▶ [Work to complete] Search the entries for the word "blue" and report each line that has it.

▶ [Material supplied]
........
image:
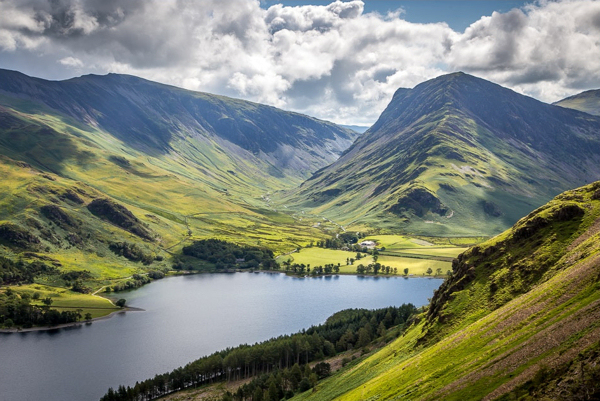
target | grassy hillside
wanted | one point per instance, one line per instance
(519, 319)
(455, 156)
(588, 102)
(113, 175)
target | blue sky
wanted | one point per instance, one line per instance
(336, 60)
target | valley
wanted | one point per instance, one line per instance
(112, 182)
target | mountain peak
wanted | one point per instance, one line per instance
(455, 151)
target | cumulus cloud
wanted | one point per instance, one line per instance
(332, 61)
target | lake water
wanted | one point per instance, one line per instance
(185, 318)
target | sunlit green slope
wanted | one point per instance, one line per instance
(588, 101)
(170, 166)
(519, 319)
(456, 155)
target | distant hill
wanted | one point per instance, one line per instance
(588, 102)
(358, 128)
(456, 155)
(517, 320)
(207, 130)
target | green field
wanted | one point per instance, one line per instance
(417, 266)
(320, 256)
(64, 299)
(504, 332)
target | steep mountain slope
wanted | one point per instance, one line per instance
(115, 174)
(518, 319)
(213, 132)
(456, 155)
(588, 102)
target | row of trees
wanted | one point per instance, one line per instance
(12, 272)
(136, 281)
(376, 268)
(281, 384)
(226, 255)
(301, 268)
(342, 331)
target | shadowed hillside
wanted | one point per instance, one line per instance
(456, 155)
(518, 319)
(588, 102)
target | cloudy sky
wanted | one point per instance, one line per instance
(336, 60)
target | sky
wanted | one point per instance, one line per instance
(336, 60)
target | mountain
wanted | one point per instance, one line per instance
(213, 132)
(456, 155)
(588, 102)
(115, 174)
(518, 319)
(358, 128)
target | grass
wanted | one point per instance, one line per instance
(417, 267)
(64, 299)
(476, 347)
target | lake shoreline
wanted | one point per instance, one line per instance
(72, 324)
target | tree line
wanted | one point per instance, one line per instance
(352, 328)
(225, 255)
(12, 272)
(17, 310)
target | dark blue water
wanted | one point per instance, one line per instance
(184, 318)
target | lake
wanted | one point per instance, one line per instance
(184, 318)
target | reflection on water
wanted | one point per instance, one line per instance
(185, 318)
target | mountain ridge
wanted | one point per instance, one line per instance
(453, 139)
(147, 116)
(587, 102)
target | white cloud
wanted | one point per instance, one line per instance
........
▶ [Task output]
target | blue sky
target | dark blue water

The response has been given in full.